**Brief**
Rewrite the records from the line with "out the rock" to the line with "[(523, 532), (573, 579)]", including both of those lines and the requests. Add 86 to every coordinate in the answers and leave the sample points unchanged.
— START OF Dataset entries —
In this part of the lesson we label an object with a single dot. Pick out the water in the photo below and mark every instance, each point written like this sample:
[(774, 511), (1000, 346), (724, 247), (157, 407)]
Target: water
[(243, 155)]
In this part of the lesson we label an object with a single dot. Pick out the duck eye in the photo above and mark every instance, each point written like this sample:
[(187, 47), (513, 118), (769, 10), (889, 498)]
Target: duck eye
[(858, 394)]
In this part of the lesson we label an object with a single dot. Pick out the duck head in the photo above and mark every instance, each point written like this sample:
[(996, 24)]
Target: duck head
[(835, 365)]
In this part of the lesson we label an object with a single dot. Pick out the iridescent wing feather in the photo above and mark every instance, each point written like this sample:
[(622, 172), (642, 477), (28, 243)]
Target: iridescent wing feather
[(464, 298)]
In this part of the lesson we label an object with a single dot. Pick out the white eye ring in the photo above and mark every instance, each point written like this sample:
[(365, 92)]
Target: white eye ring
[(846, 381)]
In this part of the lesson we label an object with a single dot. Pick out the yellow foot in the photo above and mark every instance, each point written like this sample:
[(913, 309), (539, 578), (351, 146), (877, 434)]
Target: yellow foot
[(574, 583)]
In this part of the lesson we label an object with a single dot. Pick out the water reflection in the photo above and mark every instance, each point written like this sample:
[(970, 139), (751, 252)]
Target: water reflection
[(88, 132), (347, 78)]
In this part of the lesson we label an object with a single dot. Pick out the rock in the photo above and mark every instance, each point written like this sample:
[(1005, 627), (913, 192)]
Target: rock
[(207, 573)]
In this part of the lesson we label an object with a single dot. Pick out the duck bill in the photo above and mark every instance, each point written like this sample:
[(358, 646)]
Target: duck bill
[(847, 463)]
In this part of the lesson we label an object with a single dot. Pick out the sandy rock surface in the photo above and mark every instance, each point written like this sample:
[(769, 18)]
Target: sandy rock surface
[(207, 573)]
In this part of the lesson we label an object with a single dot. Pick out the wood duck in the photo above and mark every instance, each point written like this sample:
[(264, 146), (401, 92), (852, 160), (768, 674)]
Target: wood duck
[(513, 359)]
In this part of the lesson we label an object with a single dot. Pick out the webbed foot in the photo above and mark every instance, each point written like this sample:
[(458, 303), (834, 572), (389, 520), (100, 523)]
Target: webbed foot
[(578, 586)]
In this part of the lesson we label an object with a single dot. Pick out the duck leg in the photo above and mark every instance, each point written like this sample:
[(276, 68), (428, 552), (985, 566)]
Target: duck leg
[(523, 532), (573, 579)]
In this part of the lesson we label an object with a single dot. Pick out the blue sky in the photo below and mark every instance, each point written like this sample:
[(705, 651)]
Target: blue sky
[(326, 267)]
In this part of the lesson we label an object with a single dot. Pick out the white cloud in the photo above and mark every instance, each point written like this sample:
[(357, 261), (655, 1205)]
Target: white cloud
— END OF Dataset entries —
**Answer for the task**
In this part of the lesson we label an object with a single dot. Pick out the rock in the photo above and mark every instance, each point written like this sample:
[(1005, 627), (913, 192)]
Target: rock
[(293, 659)]
In this part of the lesson we label an object with a single dot. Pick out the duck bill in the photo above and mark every instance, each point written like this sample:
[(358, 646)]
Target: duck bill
[(933, 549)]
In this part of the lesson we label an object with a single dot. Pick out the sandy rock surface in the photo above and mark every instance, each point written like this sample:
[(769, 18)]
Target: sandy rock surface
[(293, 659)]
In this part of the lesson we label an object with a single dot. Pick out the wood duck in the photo above and mark every instance, each point written like this sample:
[(264, 146), (401, 92), (852, 160), (768, 674)]
Target: wood duck
[(599, 445)]
In this part of the lesson we label an object with a single dot. Pick out the webbed foot in the photo above and mark every instance, each point written like this sample:
[(458, 303), (834, 572), (389, 520), (100, 523)]
Target: webbed foot
[(664, 672)]
In this part of the lesson we label an object with a single dot. Pick out the duck leg in the photo above and mark every instance, each point written like this sample:
[(276, 68), (428, 552), (985, 566)]
Target: duck leg
[(609, 618), (659, 665)]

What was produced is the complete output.